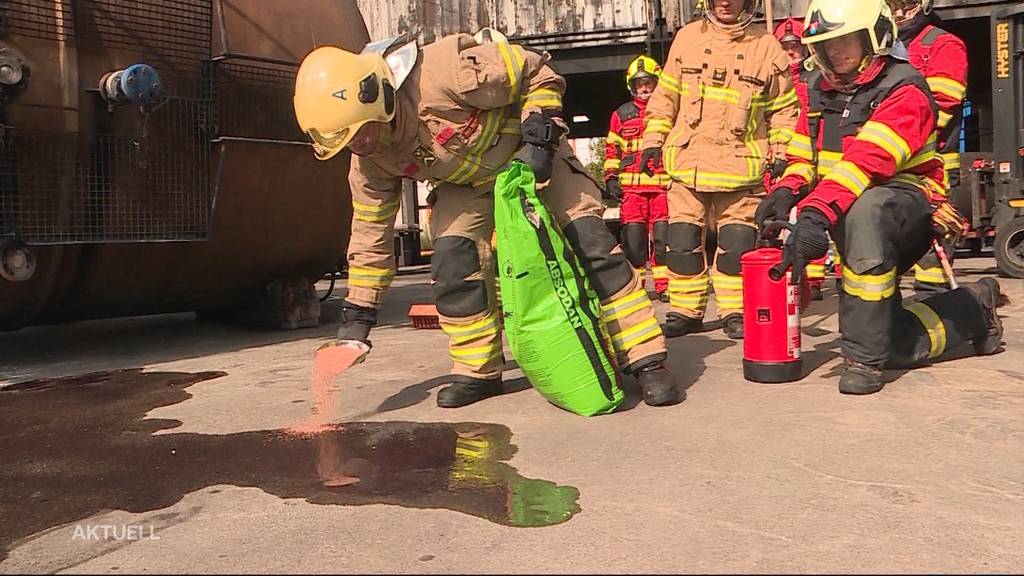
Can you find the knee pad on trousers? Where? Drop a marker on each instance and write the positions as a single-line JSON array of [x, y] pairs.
[[635, 243], [660, 235], [607, 272], [685, 255], [455, 259], [733, 241]]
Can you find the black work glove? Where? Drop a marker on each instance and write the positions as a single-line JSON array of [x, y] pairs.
[[540, 138], [775, 206], [809, 241], [355, 322], [650, 159], [614, 189]]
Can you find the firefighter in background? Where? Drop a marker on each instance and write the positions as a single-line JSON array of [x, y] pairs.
[[724, 105], [644, 211], [941, 58], [869, 142], [788, 33], [456, 113]]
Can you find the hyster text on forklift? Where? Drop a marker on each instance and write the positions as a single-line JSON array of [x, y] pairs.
[[992, 192]]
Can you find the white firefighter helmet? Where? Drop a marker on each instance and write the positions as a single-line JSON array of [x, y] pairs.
[[641, 67], [747, 15], [871, 19]]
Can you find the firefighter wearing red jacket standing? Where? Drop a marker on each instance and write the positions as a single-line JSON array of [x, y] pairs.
[[788, 33], [941, 58], [875, 179], [644, 211]]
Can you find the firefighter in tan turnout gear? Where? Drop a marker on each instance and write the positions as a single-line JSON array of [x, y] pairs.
[[724, 106], [456, 113]]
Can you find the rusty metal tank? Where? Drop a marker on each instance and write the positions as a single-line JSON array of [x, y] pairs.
[[204, 198]]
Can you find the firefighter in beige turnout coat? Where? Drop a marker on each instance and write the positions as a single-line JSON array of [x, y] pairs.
[[456, 113]]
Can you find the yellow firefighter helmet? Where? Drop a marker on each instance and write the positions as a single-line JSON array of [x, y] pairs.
[[750, 11], [337, 91], [641, 67], [833, 18]]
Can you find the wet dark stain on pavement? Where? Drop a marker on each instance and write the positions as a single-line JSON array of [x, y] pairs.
[[75, 447]]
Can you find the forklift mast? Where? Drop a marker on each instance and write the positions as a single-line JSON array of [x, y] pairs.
[[1008, 98]]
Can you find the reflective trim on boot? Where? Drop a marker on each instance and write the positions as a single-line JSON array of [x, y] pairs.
[[860, 379], [990, 296], [465, 391], [659, 386], [679, 325]]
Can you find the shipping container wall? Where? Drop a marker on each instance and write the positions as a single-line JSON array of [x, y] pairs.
[[432, 18]]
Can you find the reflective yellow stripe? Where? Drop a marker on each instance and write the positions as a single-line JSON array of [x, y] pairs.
[[459, 334], [657, 125], [929, 275], [726, 282], [850, 176], [371, 213], [944, 118], [493, 119], [688, 285], [869, 287], [476, 356], [634, 335], [616, 139], [804, 170], [781, 135], [800, 147], [673, 84], [625, 305], [370, 278], [785, 99], [509, 54], [641, 178], [946, 86], [933, 325], [886, 138]]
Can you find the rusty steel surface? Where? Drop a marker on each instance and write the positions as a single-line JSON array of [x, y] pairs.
[[221, 160]]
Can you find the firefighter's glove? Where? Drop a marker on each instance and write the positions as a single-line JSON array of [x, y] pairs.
[[540, 138], [355, 322], [947, 222], [650, 160], [614, 189], [776, 206], [808, 242]]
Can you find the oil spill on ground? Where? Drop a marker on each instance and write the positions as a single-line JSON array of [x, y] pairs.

---------------

[WHAT THE TASK REQUIRES] Write down only the closing run of lines: the one containing "Can you find the rusty steel" and every line after it to the end of the entries, exactly.

[YOUR RESPONSE]
Can you find the rusty steel surface? Where? Drop a marker on each instance and write the positions as a single-line JSON array of [x, y] pairs.
[[221, 160]]
Can you find the firefighter's glove? Where? Drop a marker on each instance and write the positions as a single-line JSON array of [x, y] pairs.
[[540, 138], [355, 322], [947, 222], [650, 160], [614, 189], [776, 206], [808, 242]]
Can you find the oil spill on ground? Where? Drop a marker on each instance and write the positions as a single-line JSON array of [x, y] pairs.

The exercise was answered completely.